MrCoM: Meta-Regularized Contextual World-Model

Updated 16 November 2025

The paper presents MrCoM, a model-based reinforcement learning framework that decomposes latent states and applies meta-regularization to achieve robust cross-scenario generalization.
MrCoM employs a modularized architecture with a shallow Transformer for contextual encoding and a three-part latent-state decomposition handling stochastic, deterministic, and auxiliary elements.
Empirical evaluations show MrCoM outperforms baselines in handling dynamics, reward, and observation perturbations, backed by theoretical error bounds on generalization.

The Meta-Regularized Contextual World-Model (MrCoM) is a model-based reinforcement learning (MBRL) framework that addresses generalization in multi-scenario settings by building a unified, meta-regularized world model. MrCoM isolates latent representations aligned with dynamic characteristics and scenario relevance, regularizes both state and value representations via meta-objectives, and provides theoretical guarantees on generalization gap. Empirical evaluations demonstrate that MrCoM attains superior generalization and robustness compared to contemporary world-model baselines under diverse alterations in environmental dynamics, rewards, and observations (Xiong et al., 9 Nov 2025).

1. Architecture and Components

MrCoM introduces a modularized architecture structured around scenario-agnostic and scenario-specific elements to facilitate cross-scenario transfer. The core elements are:

Contextual Encoder: At each time step $t$ , a context window $C_t = \{o_{t-m}, a_{t-m}, \ldots, o_{t-1}, a_{t-1}\}$ of length $m$ is ingested by a shallow Transformer (1–2 layers, 3 heads) to extract contextual embeddings. This architectural choice enables scenario-conditional inference and prediction.

■ SET EXERCISE A: According to the MrCoM overview, which elements does the three-part latent-state decomposition handle? List each one.
The MrCoM overview above and the records that follow are unrelated to each other.

■ STORED ROWS:

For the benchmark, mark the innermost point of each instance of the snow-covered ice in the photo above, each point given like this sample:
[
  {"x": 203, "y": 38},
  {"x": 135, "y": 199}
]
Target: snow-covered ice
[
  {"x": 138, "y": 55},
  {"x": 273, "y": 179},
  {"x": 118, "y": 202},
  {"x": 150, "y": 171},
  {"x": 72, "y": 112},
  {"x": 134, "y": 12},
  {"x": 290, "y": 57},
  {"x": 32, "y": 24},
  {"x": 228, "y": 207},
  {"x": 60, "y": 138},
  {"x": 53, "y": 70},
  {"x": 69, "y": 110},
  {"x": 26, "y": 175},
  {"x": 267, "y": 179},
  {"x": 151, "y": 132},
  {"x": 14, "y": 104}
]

■ SET EXERCISE B: Pull out each line of the records that contains the string "covered".

■ TASK SOLUTION A:
- Stochastic elements
- Deterministic elements
- Auxiliary elements

■ TASK SOLUTION B:
For the benchmark, mark the innermost point of each instance of the snow-covered ice in the photo above, each point given like this sample:
Target: snow-covered ice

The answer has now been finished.